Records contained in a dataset
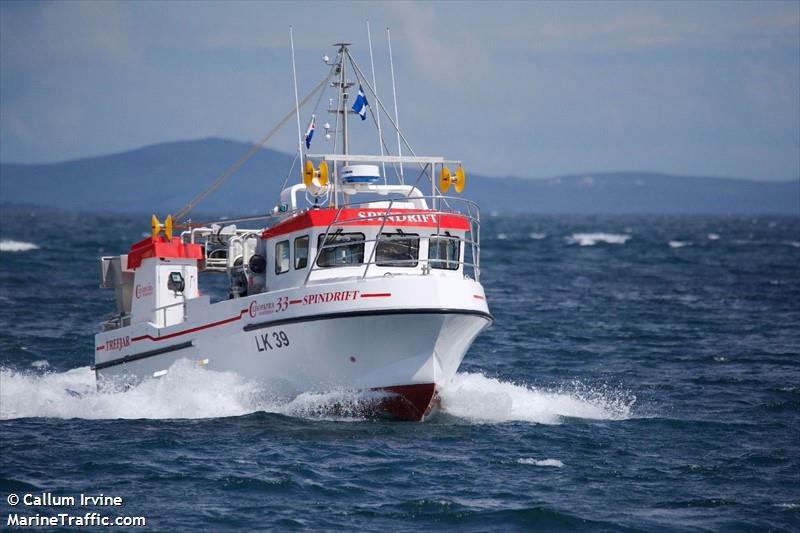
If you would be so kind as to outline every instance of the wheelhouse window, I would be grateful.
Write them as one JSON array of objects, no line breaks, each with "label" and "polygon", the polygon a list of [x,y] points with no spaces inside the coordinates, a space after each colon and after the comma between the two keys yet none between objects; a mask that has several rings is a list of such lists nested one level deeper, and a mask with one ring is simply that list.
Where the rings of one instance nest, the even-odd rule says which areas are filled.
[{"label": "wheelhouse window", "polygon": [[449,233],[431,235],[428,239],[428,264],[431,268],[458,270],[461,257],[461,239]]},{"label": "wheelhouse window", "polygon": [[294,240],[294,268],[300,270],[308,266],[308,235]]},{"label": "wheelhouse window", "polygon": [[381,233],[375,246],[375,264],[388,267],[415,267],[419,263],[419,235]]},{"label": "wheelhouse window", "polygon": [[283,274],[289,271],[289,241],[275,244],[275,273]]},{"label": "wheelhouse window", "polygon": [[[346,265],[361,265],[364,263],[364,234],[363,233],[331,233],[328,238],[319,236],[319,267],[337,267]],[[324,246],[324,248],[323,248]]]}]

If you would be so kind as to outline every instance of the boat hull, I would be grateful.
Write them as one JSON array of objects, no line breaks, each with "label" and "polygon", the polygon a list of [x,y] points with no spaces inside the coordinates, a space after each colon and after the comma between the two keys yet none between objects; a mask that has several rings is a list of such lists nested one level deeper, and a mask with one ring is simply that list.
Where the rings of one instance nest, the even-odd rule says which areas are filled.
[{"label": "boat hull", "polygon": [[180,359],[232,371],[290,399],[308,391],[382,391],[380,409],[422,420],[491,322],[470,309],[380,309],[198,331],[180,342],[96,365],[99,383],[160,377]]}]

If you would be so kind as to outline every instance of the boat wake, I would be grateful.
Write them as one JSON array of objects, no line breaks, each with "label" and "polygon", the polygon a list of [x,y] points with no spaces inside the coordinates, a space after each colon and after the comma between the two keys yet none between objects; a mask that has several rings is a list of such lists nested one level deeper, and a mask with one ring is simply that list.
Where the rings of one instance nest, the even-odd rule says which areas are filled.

(Required action): Lines from the one containing "wake, I would be grateful." through the final line of the entries are the only ones to print, and each must match exactly.

(Your solution):
If you would be so kind as to outline every instance of the boat wake, I would be grateful.
Write them as one JSON array of objects, no line breaks, each with "label" and "polygon", the polygon a list of [x,y] points with no spaces inside the coordinates, a space after each colon and after the comma between the two keys yet none between objects; a mask that has several rings is a list of such lists nested one level deeper, and a mask with one ring is simply that list.
Where the rings of one instance nest, the even-odd rule says which areas are filled.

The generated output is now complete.